EXTRACTED DATA =>
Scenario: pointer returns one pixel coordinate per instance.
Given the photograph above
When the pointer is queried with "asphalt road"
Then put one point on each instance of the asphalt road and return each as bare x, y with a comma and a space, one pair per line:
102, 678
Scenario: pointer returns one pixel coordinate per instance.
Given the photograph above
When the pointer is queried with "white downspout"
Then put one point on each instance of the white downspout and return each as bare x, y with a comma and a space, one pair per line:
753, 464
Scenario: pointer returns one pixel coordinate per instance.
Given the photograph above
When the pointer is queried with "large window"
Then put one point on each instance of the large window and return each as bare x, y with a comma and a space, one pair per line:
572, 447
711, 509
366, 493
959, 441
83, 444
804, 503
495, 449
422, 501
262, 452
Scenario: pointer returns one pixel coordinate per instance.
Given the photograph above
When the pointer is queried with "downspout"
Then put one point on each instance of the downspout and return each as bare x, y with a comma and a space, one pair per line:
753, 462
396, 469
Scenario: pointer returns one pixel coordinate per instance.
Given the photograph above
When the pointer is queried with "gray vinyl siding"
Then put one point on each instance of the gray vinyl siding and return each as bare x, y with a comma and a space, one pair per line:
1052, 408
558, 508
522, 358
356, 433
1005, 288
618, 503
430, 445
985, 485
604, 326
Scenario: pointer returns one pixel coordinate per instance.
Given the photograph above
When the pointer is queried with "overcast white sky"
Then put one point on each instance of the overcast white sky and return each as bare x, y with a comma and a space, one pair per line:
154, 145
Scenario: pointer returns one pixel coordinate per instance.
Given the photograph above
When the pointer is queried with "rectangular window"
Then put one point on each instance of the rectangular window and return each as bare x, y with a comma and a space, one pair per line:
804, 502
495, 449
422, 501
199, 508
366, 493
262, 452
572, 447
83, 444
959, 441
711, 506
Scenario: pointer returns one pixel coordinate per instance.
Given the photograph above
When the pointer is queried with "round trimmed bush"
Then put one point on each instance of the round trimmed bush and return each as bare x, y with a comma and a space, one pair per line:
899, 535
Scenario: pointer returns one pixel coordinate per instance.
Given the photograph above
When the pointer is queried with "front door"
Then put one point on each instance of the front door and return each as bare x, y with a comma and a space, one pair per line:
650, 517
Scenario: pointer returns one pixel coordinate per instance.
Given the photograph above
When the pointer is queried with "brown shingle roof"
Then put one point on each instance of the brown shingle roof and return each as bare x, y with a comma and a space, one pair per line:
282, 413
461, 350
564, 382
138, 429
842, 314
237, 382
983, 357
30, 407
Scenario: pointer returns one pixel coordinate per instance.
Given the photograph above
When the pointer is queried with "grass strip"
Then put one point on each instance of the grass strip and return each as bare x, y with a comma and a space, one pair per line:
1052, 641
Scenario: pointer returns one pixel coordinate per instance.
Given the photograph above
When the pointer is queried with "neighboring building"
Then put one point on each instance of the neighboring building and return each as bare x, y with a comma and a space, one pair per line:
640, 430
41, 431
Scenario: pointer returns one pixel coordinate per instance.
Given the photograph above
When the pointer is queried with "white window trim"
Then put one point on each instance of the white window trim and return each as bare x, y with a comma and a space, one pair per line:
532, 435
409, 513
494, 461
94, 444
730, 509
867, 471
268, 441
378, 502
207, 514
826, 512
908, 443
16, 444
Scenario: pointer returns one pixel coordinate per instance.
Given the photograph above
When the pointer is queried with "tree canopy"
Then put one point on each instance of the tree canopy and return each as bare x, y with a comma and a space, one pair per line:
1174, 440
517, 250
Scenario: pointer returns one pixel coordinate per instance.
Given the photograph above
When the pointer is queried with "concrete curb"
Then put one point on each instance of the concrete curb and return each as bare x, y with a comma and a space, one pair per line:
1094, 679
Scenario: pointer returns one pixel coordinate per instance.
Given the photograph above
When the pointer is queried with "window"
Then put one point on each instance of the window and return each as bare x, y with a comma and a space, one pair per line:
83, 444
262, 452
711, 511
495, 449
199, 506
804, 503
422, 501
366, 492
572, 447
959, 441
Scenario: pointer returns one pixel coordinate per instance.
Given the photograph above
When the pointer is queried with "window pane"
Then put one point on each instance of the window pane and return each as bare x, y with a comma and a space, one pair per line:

WORK ORDER =>
Every record in the listing above is to be copied exactly.

WORKED SOLUTION =>
Scenario: pointer returns one pixel coordinate per instance.
Given the photograph above
When the pointer is queried with "asphalt road"
Then put one point on each instance of the asphalt road and return each as bare x, y with a comma and a space, one pair per line:
102, 678
Scenario: pointer returns one pixel coordinate per instance.
Given the photograph above
When the pointer is queried with "white downspout"
Then put one point on each instance of the white downspout and return each as bare x, y with a comma and a space, one pair per line:
753, 464
Scenario: pointer returns one pixel coordinate per instance.
Given the photograph above
When the pointer is queried with "large window"
Then put one point on each instance of the large window and return each as bare x, y with a comma and a space, one pair per line:
572, 447
711, 509
366, 493
959, 441
83, 444
804, 503
495, 449
422, 501
262, 452
Scenario: pointer returns one pixel coordinate per instance.
Given the photograph above
When the pointer is queried with "downspout"
Then put one point on each instance of the downspout and return each as bare x, y with a comma and a space, one pair per line:
753, 462
396, 469
Scenario: pointer returns one pixel coordinate per instance.
Given the photograph above
When the pointer is queried with "gray vinyl siding"
Then put one point on each instance of the gray vinyl siding and return each as bare x, y with a comma and a space, one pair per line:
1052, 408
558, 508
522, 358
356, 433
1005, 288
618, 503
430, 445
985, 485
604, 326
Scenario: pointer returns one pixel coordinate per instance.
Given the photograph above
When the pointer is queried with "overcast white sky"
Then put one point on each instance of the overcast white sky and return each as bare x, y with a comma and a space, one pair per line:
154, 145
Scenario: pointer returns one pixel coordinate per instance.
Given the photograph above
When the pointer is queried with "rectangular window"
Then put one point on each instance of the rectangular window and return each as bare x, y with a comma and a space, one pair per line:
804, 502
495, 449
422, 501
199, 508
366, 493
262, 452
572, 447
83, 444
959, 441
711, 506
Scenario: pointer returns one pixel coordinate per instance.
Given the photograph above
When the pointer is queried with "round trimmed bush"
Then put one point on each instance of the round trimmed bush and return each as bare x, y with a comma and a space, one pair per line:
899, 535
Scenario: pointer returns one pixel coordinate per instance.
Given the photograph above
When the pointer is queried with "front door"
Then put one point on each instance of the front door and return each as bare x, y with a comma and a space, one pair per line:
650, 517
Scenario: pointer returns one pixel coordinate per instance.
Given the photograph above
When the pointer is queried with "brown shingle roof"
Then put one point on each instance of the brown shingle roof and return each as bare x, y with a comma and a space, one pair per line:
282, 413
461, 350
564, 382
138, 429
842, 314
237, 382
983, 357
30, 407
Scenario: pointer returns one pixel coordinate per instance.
Given the photograph above
When the pointer is queried with "grass strip"
Then put one point on each instance of the grass strip and return each as bare x, y with a comma and a space, one pair per line:
1052, 641
Scenario: pointer returns one pixel coordinate per instance.
Given the photograph above
When the pointer is queried with "neighboring building"
Then put one point on each instance of the neighboring building and return each as bare x, y with a comma and a space, one pair per line:
640, 430
41, 431
Scenario: pointer returns one pixel coordinate per instance.
Given the photograph above
When the pointer is queried with "white window trim"
Then put one point on each instance of the white window trim and return each as bare x, y with a comma and a space, one pair per line:
532, 435
409, 513
494, 461
94, 444
730, 509
867, 471
268, 441
378, 502
207, 514
826, 512
908, 443
16, 444
Scenario: pointer returns one pixel coordinate per instance.
Given the photograph above
When the pointer is queried with "tree canopy"
Then put one point on each instance of the tree canopy and return each as bare x, y with a comma and a space, one pair per line:
1174, 440
517, 250
Scenario: pointer returns one pixel coordinate per instance.
Given the photograph above
When the pointer is queried with "concrete curb"
Then put one point on each instance of the concrete curb and return each as bare x, y with a comma and a space, one pair per line:
1094, 679
Scenario: pointer returns one pixel coordinate per instance.
Given the photograph above
When the pointer is queried with "window"
Then put one point on each instance of the window and return each as bare x, y with a comma and a space, one pair per line:
83, 444
262, 452
711, 511
495, 449
199, 506
804, 503
422, 501
366, 492
572, 447
959, 441
Scenario: pointer returns one pixel coordinate per instance.
Given the photograph above
When the pointer is queried with "window pane"
Then put one point on each instance of the window pane and return each as bare x, y with a comma and a space, one pair per line:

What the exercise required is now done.